Your task is to transcribe the records exactly, skipping every image.

[Records excerpted from a collection]
※ ※ ※
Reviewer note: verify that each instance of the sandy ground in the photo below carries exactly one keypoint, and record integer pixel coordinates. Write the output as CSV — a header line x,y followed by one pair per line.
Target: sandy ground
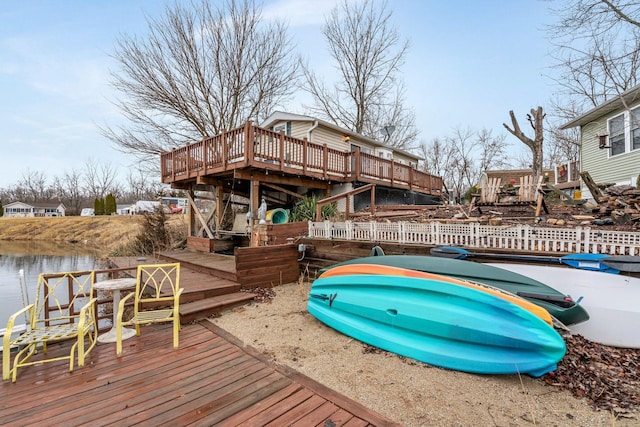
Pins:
x,y
409,392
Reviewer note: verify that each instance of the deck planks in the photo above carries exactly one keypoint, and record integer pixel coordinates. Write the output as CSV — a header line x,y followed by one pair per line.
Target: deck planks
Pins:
x,y
209,380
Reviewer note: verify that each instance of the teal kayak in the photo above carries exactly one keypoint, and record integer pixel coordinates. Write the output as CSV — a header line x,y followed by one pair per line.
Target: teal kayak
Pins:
x,y
559,305
439,323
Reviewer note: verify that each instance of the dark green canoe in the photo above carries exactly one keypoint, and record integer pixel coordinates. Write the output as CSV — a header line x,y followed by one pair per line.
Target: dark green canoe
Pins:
x,y
559,305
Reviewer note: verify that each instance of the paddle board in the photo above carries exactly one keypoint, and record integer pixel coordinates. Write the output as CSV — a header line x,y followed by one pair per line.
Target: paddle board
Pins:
x,y
404,272
559,305
439,323
612,301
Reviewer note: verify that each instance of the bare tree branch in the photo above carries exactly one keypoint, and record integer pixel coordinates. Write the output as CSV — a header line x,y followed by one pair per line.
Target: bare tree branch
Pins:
x,y
200,70
368,95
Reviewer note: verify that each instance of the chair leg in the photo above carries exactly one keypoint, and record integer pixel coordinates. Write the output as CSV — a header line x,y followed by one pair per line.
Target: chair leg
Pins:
x,y
81,349
6,362
176,332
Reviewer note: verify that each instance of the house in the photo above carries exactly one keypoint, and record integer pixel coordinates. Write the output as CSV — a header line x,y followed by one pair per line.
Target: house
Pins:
x,y
610,140
21,209
287,158
323,133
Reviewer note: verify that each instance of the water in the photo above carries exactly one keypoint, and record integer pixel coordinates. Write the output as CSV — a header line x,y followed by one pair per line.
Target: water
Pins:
x,y
35,258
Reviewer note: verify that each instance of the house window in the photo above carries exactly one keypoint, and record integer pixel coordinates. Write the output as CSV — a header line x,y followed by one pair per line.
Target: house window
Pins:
x,y
624,132
616,135
286,127
635,128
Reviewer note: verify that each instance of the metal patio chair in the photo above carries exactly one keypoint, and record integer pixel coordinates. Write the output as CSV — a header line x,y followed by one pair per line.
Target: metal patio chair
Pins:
x,y
64,309
156,300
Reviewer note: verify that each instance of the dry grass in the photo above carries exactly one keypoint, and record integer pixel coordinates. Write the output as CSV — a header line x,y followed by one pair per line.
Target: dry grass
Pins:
x,y
103,234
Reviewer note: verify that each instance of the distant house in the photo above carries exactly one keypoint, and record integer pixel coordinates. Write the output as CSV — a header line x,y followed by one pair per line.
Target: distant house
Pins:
x,y
144,206
21,209
126,209
610,140
342,140
337,138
※ ※ ※
■ SOLVED PROBLEM:
Reviewer note: verify that each instance of the sandy ground in the photo below carries exactly one keypoint, and record integer pixel coordinates. Write the output as CSV — a header line x,y followed by one pair per line.
Target: sandy ground
Pins:
x,y
409,392
Reviewer note: verify that each instance of the deck planks in the photo above carries exactly one keypoint, and record integer pixel coordinates. Write the output as CSV — a header line x,y followed by one pair per line.
Target: deck planks
Pins:
x,y
209,380
Reviewer note: verify that each instance of the teal kayak in the photo above carries exactly one keypoint, and record integer pixel coordinates. Write the output as CSV — a header line x,y followed by one pair per line.
Target: teal kayak
Pins:
x,y
559,305
439,323
Reviewer note: verify that each instance of the dark green canoe in the photo above carries exactly one keypoint, and record integer pixel coordinates. Write the output as CSV — a header line x,y followed by one pair per line.
Target: dark green canoe
Pins:
x,y
559,305
Reviewer note: verify that each instance of the paddle board in the photo above carries exactly one keypoint, and record integer pixel coordinates. Write the output as CSV — a header line x,y followed by one pair per line.
Target: paddle board
Pins:
x,y
404,272
559,305
439,323
612,301
Reviewer note: verify that each instance of the bare tree branch in the photo above carries exactly one keypoint, and record integer pixel coordinates. Write the output as CSV — a header line x,y followed by one pair per line.
Target: bare tree branch
Pins:
x,y
200,70
368,95
Reviewer note: verify that each instance of the chair leg in the photo above carries exactly one keypoint, and record integer pixel coordinates. Write the output as CSV — a header line x,y followed by one pair per line.
Target: chair leg
Pins:
x,y
81,349
6,362
176,332
Reviewer note: verify that each instance of the house in the photo above carries exactly one keypoint, and record integer pixel coordinates. Write the output as CSV — a header line x,y followed by one pair per line.
Target: house
Pins:
x,y
610,140
21,209
287,158
323,133
Reviewer note: verify that each instance of the water in the photo above carries exactly one keypoint, and record integer pixel coordinates. Write the output as CSV — a header line x,y followed by one pair per line.
Target: water
Pins:
x,y
35,258
Reviewer note: verify that each instance of the house window in the photo above carries exactly one keypoint, and record integer pixel coordinates. Write the output as CSV — a header line x,y followed by one pair per line.
Target: house window
Pins:
x,y
624,132
616,135
286,127
635,128
Reviewer note: verify that each instance of the metal patio chair in the photo above carries exactly one keypoint, and record integer pixel coordinates. Write the output as CSV — a header line x,y followed by one pair per line.
Target: metal patio chair
Pins:
x,y
64,309
156,300
Reviewer note: verify that each instance of the dry grass in the photo above carries exactly one keypoint, and record integer pixel coordinates. Write the output as CSV — a header line x,y followed by one pair per line.
Target: dry grass
Pins:
x,y
103,234
Reviewer note: verify that each instance of the distant house in the photo above carries exactly one keypoint, and record integer pixel coordinates. Write the output as CSV — a header line x,y followed by one pair per line.
Target: distant house
Pins:
x,y
144,206
21,209
126,209
610,140
342,140
337,138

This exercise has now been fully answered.